EXCERPTED TEXT.
^^^^^^^^^^^^^^^^
New Mexico cattle ranchers facing hurdles as they try to provide food during pandemic
ALBUQUERQUE, N.M.- New Mexico’s cattle ranchers say they’ve been hit hard by the slowing economy due to the COVID-19 pandemic.
“I’m a fifth generation rancher. My family has been in the cattle business their whole lives,” said Randell Major, president of the New Mexico Cattle Growers’ Association (NMCGA).
Major has a ranch in Magdalena, and it’s his job to make sure beef makes it to people’s dinner tables.
Here’s how it works: the cattle goes from his ranch, to a feed lot, to a processing plant. He uses one of the four major packers in Kansas. That’s where Major gets paid.
But COVID-19 has created a hiccup in that process.
“At this point in time, everything is kind of backed up,” said Major. “It’s slowed down. The feed yards are full of cattle that are ready for slaughter and there’s no place to go with them right now.”
He said New Mexico has 25 processing plants, but only three are USDA certified, the rest are designed for custom sales.
Right now, he said they are backed up as well.
He said New Mexico needs more processors to become self-sustainable.
However, New Mexico Rep. Rebecca Dow said there is another option.
“Many states are using state inspections, and we could use that as well, we need buy in from the Department of Ag. and leadership at the state level to allow legislation to pass as it moves through,” she said.
^^^^^^^^^^^^^^^^
INFORMATION GIVEN.
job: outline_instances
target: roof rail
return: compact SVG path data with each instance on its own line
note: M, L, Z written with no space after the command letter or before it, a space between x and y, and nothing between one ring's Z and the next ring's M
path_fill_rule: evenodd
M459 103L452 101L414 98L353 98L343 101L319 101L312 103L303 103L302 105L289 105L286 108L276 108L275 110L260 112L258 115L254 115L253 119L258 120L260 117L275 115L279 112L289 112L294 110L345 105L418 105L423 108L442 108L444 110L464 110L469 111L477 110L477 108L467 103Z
^^^^^^^^^^^^^^^^
ACTIVITIES.
• 1. Please write out the passage of the New Mexico ranching article starting at "Here’s how it" and ending at "to become self-sustainable.".
• 2. According to the New Mexico ranching article, how many of the state's processing plants are USDA certified?
• 3. Proceed with the New Mexico ranching article from its final sentence onward.
None of the data has anything to do with the New Mexico ranching article.

ACTIVITY ANSWERS.
• 1.
Here’s how it works: the cattle goes from his ranch, to a feed lot, to a processing plant. He uses one of the four major packers in Kansas. That’s where Major gets paid.
But COVID-19 has created a hiccup in that process.
“At this point in time, everything is kind of backed up,” said Major. “It’s slowed down. The feed yards are full of cattle that are ready for slaughter and there’s no place to go with them right now.”
He said New Mexico has 25 processing plants, but only three are USDA certified, the rest are designed for custom sales.
Right now, he said they are backed up as well.
He said New Mexico needs more processors to become self-sustainable.

• 2. Three of New Mexico's 25 processing plants are USDA certified.

• 3.
Dow said that would allow the non-USDA certified processors to sell in state and, in turn, grow the processing operation.
The demand is here. In fact, Roadrunner Food Bank just bought beef from Major because their supplies have been delayed.
“To be able to get organic, grass-fed, open-range beef to New Mexico’s tables would be a big win for our state,” said Dow.
As they consider all options, Major said ranchers are suffering. Within the past few months, the price per pound has dropped drastically, from an expected $1.20 to a forecasted $0.81.
“When they receive low prices for their cattle, it not only affects that rancher being able to make his payments to the banks and pay his bills and his feed bills, but it also affects all the businesses in town that that rancher does business with stores, it affects the county through revenue though livestock taxes,” said Major.